> Selected passage
╭──
GPI 015 – Good judgment comes from experience and experience comes from bad judgment!
The last thing that people want to talk about is their bad judgment, especially managers in business. The problem is that a failure should be discussed to train those learning the business. You want them to avoid these bad decisions in the future. Transferring bad experiences in the form of stories or discussion points is exactly how managers should train their subordinates. An older person tells a younger person that he was also young and stupid before he learned from common mistakes.
Have the managers write down five decisions that personally led them to make bad judgments. This can be in their personal or professional life, inside or outside the company. Accumulate all of the answers, categorize them for training purposes and be prepared to show employees why the company has rules and procedures in place. These stories show humility and convey the idea that not all decisions are correct in business and when they are found to be wrong choices, they are corrected and learned from. Mistakes are to be expected and all managers make them. The important thing to teach your subordinates is that there is no reason why the same costly mistake should be made twice if good training is used.
Gather strong clear examples of your own company managers’ mistakes for training purposes. Present them as representative and indicative of poor, misguided or bad judgments that demonstrate how small decisions can go very bad. There are reasons for following company rules, procedures and proven training for all employees in order to avoid making mistakes. Making the right decision is not always easy but considering the consequences of choosing the wrong choice makes it easier. Learning from mistakes is important; learning from others’ is invaluable.
Examples of Bad Decisions:
- Production control: A manager decided to ignore the assembly procedure designed by engineering when completing thousands of wired products. When it was discovered the wiring was installed methodically wrong on each of the parts, he was forced to spend overtime in his department to have every one taken apart just to be reassembled a second wasteful time. The original assembly procedure which was written for a specific reason was subsequently ignored and the company paid for this bad judgment.
- Safety: A manager decided to take the safety guard off a machine to speed up the machine process which ended up injuring an employee. The employee was treated and released but the injury could have been much worse. This poor judgment could have ended tragically. The manager truly wanted to get more production and did not desire to hurt his employee but his decision was wrong and conveying this to your listening audience in training has a very sobering effect. Allow the manager who made this mistake to tell the story himself.
╰──
> Task requirements
1. According to the passage on bad judgment, how many decisions should managers write down that led them to make bad judgments?
2. Write out the passage on bad judgment word for word, starting with "Gather strong clear" and going on through "others’ is invaluable.".
Work from the passage on bad judgment alone.

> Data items
╭──
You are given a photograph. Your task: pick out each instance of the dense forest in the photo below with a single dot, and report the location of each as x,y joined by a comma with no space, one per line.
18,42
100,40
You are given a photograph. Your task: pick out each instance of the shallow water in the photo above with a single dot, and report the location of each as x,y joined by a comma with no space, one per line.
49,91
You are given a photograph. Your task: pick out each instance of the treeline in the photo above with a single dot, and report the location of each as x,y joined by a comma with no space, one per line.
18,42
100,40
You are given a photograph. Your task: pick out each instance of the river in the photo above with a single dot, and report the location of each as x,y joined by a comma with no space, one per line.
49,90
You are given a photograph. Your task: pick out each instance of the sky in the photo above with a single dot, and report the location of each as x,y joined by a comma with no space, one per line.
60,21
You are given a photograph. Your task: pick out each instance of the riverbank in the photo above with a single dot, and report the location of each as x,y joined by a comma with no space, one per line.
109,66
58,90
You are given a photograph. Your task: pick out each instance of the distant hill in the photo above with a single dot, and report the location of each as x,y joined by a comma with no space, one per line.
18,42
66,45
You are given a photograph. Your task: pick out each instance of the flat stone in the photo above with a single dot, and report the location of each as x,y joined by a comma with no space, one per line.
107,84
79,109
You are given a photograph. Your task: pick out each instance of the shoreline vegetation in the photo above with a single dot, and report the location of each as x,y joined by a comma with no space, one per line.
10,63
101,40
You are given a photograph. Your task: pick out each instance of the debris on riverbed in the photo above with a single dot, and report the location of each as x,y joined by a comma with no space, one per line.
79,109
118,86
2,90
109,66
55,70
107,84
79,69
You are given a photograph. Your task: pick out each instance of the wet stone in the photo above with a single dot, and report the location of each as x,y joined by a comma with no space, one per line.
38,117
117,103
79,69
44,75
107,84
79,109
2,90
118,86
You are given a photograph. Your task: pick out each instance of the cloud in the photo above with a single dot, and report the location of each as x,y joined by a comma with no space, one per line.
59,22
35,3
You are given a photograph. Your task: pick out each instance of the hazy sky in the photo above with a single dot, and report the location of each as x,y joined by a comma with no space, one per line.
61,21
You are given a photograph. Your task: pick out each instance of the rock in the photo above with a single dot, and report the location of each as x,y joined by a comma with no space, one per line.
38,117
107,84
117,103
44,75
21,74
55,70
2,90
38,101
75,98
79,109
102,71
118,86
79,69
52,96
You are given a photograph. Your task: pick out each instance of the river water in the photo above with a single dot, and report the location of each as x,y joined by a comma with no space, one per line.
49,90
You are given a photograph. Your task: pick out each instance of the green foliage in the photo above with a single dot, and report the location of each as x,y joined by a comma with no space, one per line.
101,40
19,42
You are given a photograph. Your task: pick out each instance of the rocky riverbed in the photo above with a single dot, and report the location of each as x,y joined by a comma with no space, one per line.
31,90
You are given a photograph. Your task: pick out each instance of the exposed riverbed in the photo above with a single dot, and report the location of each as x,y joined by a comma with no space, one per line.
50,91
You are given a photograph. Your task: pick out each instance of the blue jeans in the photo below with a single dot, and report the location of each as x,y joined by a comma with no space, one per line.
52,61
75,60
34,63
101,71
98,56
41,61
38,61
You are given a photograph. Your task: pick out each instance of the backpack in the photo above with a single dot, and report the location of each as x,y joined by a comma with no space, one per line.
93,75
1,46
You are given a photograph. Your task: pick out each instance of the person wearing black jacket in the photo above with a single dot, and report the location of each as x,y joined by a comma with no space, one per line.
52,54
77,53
╰──
> Written responses
1. Five.

2.
Gather strong clear examples of your own company managers’ mistakes for training purposes. Present them as representative and indicative of poor, misguided or bad judgments that demonstrate how small decisions can go very bad. There are reasons for following company rules, procedures and proven training for all employees in order to avoid making mistakes. Making the right decision is not always easy but considering the consequences of choosing the wrong choice makes it easier. Learning from mistakes is important; learning from others’ is invaluable.